Task: Output exactly the lines below, starting with the line that has "pixel 500 75" and going on through the line that has "pixel 248 127", both included, and no other lines.

Dataset content:
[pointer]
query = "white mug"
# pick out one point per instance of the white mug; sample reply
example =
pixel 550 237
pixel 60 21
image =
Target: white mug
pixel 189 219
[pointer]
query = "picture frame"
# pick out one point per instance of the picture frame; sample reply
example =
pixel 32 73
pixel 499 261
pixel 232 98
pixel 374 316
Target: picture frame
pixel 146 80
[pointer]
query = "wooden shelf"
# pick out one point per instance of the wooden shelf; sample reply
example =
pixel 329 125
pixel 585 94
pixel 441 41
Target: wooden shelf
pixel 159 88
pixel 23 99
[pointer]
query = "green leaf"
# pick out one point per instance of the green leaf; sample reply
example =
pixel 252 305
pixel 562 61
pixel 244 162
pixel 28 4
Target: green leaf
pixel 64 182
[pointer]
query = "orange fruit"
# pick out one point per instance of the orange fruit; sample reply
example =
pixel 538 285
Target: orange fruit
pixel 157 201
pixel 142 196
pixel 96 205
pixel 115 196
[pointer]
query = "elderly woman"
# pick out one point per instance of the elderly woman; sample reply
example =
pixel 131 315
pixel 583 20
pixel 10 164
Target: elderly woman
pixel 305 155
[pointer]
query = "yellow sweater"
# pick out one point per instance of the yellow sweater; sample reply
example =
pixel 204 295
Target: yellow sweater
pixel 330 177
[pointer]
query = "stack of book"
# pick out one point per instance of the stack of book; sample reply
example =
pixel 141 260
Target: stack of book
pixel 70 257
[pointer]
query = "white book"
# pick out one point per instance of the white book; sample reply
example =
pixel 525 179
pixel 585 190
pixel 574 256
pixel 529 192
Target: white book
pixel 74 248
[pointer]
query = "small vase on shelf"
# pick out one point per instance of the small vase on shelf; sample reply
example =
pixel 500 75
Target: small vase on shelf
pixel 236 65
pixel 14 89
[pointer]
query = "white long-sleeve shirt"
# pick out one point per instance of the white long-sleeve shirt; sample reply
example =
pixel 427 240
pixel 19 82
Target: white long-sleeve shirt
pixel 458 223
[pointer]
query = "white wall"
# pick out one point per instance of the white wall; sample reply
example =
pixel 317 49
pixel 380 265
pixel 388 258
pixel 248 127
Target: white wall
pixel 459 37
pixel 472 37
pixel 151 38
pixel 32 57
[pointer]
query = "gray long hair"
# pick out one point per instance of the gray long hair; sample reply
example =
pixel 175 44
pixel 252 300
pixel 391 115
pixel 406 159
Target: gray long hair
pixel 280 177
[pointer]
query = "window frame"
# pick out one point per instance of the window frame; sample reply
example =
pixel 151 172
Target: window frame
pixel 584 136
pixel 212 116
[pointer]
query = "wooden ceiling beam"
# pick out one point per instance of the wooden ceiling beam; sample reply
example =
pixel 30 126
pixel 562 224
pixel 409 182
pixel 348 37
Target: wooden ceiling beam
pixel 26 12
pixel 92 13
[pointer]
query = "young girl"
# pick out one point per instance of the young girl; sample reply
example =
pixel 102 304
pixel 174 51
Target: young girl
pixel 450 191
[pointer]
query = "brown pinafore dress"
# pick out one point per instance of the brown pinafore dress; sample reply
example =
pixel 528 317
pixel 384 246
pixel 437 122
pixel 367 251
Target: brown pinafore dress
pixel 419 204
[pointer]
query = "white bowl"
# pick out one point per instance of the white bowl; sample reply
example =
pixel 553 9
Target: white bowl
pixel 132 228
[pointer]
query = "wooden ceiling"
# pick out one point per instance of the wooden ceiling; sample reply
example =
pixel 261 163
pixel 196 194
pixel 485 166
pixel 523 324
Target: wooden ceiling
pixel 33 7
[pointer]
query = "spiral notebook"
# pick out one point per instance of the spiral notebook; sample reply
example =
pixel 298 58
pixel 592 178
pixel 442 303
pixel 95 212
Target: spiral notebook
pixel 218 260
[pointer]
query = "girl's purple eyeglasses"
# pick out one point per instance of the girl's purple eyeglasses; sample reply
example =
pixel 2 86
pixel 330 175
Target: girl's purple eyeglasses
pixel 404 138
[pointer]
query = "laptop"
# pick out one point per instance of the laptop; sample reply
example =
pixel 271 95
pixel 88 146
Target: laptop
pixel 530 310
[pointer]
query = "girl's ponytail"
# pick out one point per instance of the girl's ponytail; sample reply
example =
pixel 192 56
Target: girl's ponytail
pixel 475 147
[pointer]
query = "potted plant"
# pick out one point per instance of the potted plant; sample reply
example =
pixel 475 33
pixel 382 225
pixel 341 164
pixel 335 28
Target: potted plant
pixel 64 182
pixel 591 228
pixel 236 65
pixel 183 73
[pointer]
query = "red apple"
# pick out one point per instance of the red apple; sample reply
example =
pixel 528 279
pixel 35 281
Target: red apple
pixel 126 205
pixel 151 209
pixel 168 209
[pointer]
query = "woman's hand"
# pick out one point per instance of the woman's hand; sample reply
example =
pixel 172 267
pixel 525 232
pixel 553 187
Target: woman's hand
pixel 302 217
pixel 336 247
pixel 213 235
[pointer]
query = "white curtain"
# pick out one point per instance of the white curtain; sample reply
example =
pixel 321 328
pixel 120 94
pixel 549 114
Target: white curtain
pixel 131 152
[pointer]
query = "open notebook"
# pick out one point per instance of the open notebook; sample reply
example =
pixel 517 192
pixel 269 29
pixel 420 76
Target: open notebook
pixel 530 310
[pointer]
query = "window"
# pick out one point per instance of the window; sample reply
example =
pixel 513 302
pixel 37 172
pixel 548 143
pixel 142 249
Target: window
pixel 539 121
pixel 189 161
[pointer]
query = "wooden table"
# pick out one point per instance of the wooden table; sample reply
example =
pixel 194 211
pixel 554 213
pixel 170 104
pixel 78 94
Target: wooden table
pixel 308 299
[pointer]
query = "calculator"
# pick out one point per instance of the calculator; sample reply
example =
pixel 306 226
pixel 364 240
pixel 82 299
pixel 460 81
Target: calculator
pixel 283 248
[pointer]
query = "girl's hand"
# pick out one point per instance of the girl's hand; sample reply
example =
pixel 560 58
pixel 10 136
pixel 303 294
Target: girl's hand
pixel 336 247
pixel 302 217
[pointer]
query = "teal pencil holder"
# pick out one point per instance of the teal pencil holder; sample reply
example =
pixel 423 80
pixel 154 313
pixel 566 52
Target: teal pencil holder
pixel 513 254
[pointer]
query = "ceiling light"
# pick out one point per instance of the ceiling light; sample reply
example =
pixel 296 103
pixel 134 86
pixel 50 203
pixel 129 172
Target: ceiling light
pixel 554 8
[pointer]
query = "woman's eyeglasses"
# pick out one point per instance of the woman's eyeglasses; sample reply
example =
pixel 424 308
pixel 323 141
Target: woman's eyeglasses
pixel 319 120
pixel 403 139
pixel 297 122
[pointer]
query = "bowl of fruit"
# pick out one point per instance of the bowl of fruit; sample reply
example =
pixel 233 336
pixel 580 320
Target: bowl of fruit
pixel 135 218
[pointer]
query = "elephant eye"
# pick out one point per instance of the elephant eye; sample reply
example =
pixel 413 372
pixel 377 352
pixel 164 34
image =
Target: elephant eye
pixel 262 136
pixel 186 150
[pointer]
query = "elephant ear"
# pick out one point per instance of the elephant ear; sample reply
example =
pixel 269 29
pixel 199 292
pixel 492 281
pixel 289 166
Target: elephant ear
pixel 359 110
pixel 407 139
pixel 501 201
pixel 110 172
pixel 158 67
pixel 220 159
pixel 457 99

==

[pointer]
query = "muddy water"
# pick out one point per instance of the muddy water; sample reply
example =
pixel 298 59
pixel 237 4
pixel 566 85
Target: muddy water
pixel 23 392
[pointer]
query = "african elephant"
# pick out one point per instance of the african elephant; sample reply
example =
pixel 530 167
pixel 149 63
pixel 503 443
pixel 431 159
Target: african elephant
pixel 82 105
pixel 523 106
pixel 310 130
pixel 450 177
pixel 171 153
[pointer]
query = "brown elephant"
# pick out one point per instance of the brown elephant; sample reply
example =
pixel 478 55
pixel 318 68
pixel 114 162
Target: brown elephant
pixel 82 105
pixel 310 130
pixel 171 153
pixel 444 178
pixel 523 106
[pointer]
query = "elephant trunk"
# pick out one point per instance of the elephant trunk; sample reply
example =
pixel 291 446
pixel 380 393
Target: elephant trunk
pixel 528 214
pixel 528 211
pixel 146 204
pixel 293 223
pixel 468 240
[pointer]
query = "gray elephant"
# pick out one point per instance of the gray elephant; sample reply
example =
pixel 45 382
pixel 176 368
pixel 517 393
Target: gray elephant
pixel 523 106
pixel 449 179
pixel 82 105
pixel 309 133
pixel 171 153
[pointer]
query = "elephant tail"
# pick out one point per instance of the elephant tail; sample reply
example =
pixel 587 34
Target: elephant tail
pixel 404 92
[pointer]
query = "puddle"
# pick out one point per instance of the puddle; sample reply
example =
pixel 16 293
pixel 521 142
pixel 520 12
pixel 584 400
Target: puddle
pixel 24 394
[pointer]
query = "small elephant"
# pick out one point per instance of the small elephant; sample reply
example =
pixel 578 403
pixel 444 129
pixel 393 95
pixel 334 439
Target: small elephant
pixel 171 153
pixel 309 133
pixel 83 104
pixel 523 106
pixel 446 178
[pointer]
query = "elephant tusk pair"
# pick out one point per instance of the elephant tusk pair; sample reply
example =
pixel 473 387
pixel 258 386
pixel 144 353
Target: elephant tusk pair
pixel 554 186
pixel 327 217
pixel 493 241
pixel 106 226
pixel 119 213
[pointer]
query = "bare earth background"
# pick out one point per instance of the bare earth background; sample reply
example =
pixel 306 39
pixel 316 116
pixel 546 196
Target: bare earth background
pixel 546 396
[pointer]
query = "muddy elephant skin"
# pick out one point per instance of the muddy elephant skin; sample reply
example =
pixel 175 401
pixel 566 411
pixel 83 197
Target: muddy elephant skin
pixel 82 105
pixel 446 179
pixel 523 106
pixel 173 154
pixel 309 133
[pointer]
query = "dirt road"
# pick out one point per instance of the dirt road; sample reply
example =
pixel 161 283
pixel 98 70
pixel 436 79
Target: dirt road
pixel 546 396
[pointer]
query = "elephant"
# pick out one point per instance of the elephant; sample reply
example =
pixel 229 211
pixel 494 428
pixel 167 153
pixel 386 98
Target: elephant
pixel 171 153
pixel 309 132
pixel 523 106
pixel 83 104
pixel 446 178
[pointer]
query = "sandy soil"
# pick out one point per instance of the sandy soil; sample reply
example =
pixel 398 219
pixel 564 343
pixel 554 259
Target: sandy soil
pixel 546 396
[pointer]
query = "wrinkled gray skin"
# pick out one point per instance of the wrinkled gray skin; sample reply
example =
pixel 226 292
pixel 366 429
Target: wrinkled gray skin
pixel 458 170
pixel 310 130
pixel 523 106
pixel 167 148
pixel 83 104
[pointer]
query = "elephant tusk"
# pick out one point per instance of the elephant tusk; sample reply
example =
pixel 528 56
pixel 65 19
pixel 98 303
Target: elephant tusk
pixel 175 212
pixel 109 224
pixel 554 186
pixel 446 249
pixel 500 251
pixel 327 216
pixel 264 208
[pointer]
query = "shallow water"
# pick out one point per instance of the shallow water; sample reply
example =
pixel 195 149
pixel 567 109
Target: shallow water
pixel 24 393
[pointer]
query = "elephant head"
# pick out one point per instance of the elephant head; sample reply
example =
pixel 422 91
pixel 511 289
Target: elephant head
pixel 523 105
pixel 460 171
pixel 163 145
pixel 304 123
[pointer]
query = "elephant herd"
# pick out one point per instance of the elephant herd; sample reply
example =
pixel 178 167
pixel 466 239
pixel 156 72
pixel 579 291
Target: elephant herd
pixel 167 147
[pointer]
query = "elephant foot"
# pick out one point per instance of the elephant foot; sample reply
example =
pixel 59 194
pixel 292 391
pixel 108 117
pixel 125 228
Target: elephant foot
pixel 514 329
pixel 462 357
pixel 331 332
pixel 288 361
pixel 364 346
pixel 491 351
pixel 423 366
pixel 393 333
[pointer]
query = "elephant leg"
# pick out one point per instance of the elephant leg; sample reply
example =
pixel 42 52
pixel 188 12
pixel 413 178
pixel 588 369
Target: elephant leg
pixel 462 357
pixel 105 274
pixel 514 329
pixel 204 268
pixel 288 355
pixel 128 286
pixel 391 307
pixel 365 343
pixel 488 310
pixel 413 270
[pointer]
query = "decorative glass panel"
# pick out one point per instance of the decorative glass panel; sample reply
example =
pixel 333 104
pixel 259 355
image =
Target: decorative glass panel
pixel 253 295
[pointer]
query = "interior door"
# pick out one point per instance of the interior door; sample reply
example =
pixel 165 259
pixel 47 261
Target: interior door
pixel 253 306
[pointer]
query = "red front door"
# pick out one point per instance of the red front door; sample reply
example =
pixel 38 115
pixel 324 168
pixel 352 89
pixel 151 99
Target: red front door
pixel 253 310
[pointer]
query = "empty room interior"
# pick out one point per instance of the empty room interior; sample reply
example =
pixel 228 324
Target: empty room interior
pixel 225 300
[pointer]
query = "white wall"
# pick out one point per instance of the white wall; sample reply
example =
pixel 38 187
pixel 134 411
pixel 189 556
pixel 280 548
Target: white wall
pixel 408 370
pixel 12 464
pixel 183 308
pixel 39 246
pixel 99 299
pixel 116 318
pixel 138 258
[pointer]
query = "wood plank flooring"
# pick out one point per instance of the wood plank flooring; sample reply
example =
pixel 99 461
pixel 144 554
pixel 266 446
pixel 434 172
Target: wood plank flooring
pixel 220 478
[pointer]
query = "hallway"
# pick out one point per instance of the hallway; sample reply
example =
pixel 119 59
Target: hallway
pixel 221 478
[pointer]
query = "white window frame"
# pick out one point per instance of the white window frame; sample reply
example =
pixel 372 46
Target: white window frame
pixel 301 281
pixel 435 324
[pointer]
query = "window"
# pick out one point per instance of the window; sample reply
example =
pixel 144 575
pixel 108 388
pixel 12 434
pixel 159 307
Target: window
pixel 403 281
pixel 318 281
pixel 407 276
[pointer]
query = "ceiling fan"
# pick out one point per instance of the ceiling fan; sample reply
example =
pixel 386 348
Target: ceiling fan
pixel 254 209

Solution to this problem:
pixel 500 75
Target: small vase on shelf
pixel 236 65
pixel 14 89
[pointer]
query = "white long-sleeve shirt"
# pick out one point per instance of the white long-sleeve shirt; sample reply
example =
pixel 427 240
pixel 19 82
Target: white long-sleeve shirt
pixel 458 223
[pointer]
query = "white wall"
# pick out one point per instance of the white wall; sample reply
example =
pixel 317 49
pixel 380 265
pixel 388 258
pixel 248 127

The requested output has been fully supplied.